** Begin Passage shown **
Single by Mutya Buena

from the album Real Girl
- B-side: "Naive"
- Released: 28 May 2007
- Genre: R&B
- Length: 3:29
- Label: Fourth and Broadway
- Songwriters: Lenny Kravitz; Niara Scarlett; Matt Ward; Dean Gillard;
- Producers: Matt Ward; Dean Gillard;

Mutya Buena singles chronology
| "This Is Not Real Love" (2006) | "Real Girl" (2007) | "Song 4 Mutya (Out of Control)" (2007) |

Alternative cover
- UK CD 2 cover

= Real Girl (song) =

2007 single by Mutya Buena

"Real Girl" is a song by English singer Mutya Buena, written by Lenny Kravitz, Niara Scarlett, Matt Ward and Dean Gillard. It includes a sample of Kravitz's "It Ain't Over 'Til It's Over". The song was produced by Matt Ward and Dean Gillard for Buena's debut album, Real Girl, and was released as the first single from the album on 28 May 2007 in the United Kingdom. In Australia, the song was released on 16 June 2007.
** End Passage shown **
** Begin Data to use **
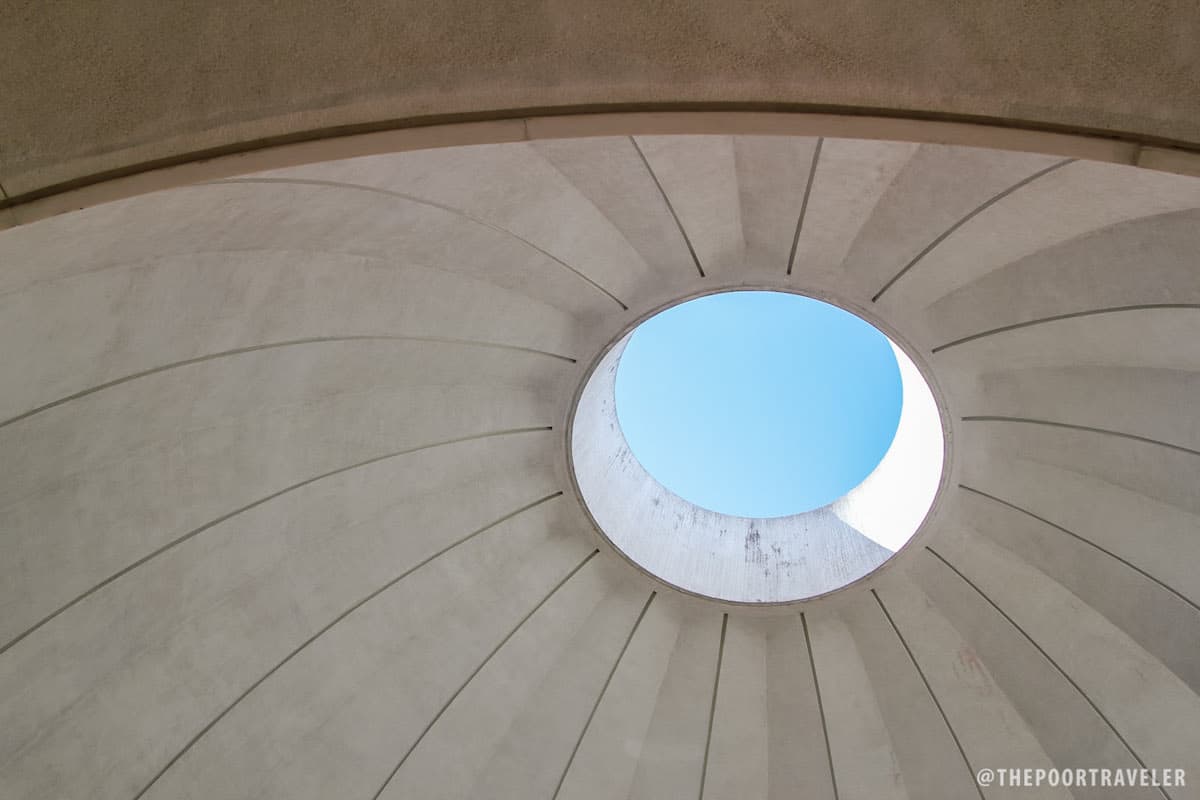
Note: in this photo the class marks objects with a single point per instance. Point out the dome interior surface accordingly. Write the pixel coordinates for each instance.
(287, 506)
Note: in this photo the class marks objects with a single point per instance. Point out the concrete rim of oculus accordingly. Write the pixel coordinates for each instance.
(755, 560)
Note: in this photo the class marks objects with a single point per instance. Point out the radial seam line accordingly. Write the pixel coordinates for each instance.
(670, 206)
(257, 503)
(432, 204)
(1081, 539)
(712, 709)
(804, 205)
(816, 686)
(965, 220)
(604, 689)
(931, 695)
(337, 619)
(1081, 427)
(271, 346)
(1047, 656)
(1075, 314)
(478, 669)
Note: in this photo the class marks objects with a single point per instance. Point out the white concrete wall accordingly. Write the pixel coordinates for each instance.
(285, 509)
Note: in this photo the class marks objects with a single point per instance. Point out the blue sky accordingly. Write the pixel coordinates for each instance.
(759, 403)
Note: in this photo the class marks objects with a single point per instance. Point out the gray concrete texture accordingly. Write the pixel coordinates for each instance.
(285, 505)
(93, 90)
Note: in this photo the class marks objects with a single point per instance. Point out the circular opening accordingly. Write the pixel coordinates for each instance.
(755, 558)
(759, 403)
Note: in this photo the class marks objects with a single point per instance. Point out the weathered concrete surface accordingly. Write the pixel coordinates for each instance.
(285, 509)
(95, 89)
(742, 559)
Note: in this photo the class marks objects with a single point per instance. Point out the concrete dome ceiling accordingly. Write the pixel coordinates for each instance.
(286, 510)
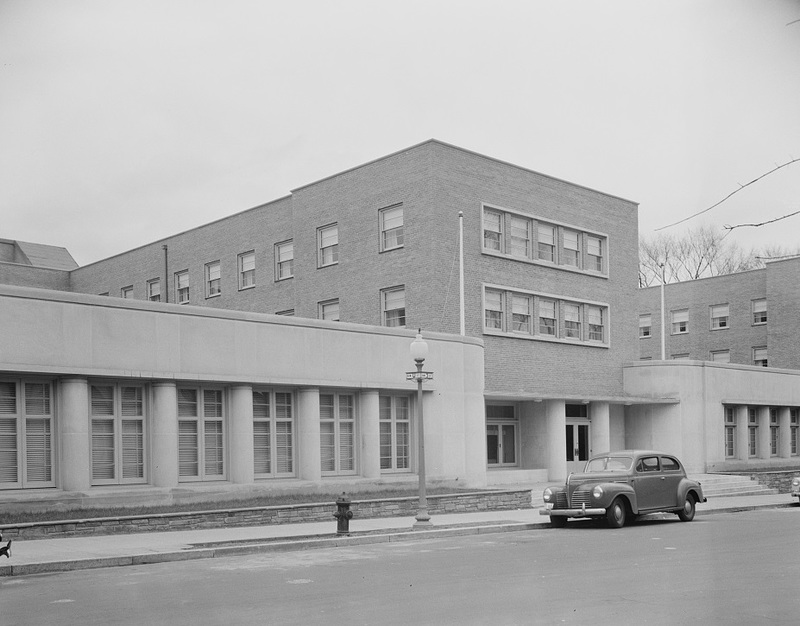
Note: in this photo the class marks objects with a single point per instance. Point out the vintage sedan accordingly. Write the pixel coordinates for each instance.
(623, 485)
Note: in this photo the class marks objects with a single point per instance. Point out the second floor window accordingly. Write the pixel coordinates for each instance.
(213, 279)
(182, 287)
(328, 242)
(284, 260)
(247, 270)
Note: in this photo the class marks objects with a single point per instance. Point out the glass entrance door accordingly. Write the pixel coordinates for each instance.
(577, 445)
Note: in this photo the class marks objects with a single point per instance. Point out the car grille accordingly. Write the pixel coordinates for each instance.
(580, 498)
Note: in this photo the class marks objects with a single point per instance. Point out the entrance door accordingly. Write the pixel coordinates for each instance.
(577, 445)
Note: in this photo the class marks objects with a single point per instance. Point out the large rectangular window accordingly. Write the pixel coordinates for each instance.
(395, 434)
(328, 245)
(337, 433)
(213, 287)
(26, 434)
(730, 432)
(719, 316)
(680, 321)
(118, 433)
(393, 306)
(391, 225)
(760, 311)
(247, 270)
(273, 434)
(201, 434)
(284, 260)
(182, 287)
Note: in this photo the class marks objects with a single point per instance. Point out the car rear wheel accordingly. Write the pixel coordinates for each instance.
(558, 521)
(687, 512)
(616, 513)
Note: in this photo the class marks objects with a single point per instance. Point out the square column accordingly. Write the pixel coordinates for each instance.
(76, 454)
(308, 434)
(165, 435)
(369, 416)
(240, 468)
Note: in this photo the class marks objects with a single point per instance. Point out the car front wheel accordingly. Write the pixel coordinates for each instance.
(616, 513)
(687, 512)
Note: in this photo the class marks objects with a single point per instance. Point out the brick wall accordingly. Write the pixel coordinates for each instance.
(257, 516)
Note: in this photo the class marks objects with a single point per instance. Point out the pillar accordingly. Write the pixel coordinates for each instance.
(369, 413)
(600, 413)
(240, 427)
(555, 418)
(309, 467)
(76, 455)
(165, 435)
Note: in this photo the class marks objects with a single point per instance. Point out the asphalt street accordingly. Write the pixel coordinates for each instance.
(739, 568)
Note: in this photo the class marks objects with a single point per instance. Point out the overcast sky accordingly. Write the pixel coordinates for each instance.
(125, 121)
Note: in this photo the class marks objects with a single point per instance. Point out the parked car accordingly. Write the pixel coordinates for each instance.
(623, 485)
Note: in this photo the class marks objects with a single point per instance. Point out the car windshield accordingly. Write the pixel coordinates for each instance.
(609, 464)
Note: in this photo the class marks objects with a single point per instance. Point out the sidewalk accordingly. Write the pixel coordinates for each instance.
(57, 555)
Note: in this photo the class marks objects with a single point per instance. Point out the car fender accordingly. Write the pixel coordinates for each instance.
(614, 490)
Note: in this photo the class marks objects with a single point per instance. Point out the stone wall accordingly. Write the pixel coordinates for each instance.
(228, 518)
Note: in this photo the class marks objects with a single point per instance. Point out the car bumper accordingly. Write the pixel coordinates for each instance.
(581, 512)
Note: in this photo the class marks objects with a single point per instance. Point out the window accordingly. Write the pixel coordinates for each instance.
(328, 244)
(284, 260)
(154, 290)
(501, 429)
(118, 423)
(26, 434)
(337, 417)
(247, 270)
(645, 325)
(329, 310)
(760, 311)
(521, 313)
(774, 432)
(594, 252)
(546, 245)
(680, 321)
(572, 250)
(730, 432)
(391, 224)
(201, 451)
(520, 237)
(492, 229)
(182, 287)
(719, 316)
(752, 432)
(273, 434)
(393, 306)
(547, 317)
(572, 321)
(395, 434)
(212, 279)
(594, 317)
(721, 356)
(493, 307)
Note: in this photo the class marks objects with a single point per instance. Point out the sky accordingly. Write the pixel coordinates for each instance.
(126, 121)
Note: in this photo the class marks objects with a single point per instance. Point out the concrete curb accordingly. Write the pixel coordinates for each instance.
(263, 546)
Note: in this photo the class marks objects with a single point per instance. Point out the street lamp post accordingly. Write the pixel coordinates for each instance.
(419, 350)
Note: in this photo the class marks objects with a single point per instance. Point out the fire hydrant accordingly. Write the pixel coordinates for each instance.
(343, 515)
** End Data to use **
*Set tasks*.
a – Reproduce the song article word for word, from start to finish.
b – Pull out every line of the entries that contains the string "wall". Case counts, so match it exactly.
The song article and the entries have no connection to each other.

*Responses by task*.
a –
Single by Mutya Buena

from the album Real Girl
- B-side: "Naive"
- Released: 28 May 2007
- Genre: R&B
- Length: 3:29
- Label: Fourth and Broadway
- Songwriters: Lenny Kravitz; Niara Scarlett; Matt Ward; Dean Gillard;
- Producers: Matt Ward; Dean Gillard;

Mutya Buena singles chronology
| "This Is Not Real Love" (2006) | "Real Girl" (2007) | "Song 4 Mutya (Out of Control)" (2007) |

Alternative cover
- UK CD 2 cover

= Real Girl (song) =

2007 single by Mutya Buena

"Real Girl" is a song by English singer Mutya Buena, written by Lenny Kravitz, Niara Scarlett, Matt Ward and Dean Gillard. It includes a sample of Kravitz's "It Ain't Over 'Til It's Over". The song was produced by Matt Ward and Dean Gillard for Buena's debut album, Real Girl, and was released as the first single from the album on 28 May 2007 in the United Kingdom. In Australia, the song was released on 16 June 2007.

b –
Note: in this photo the class marks objects with a single point per instance. Point out the white concrete wall accordingly. Write the pixel coordinates for each instance.
Note: in this photo the class marks objects with a single point per instance. Point out the brick wall accordingly. Write the pixel coordinates for each instance.
Note: in this photo the class marks objects with a single point per instance. Point out the stone wall accordingly. Write the pixel coordinates for each instance.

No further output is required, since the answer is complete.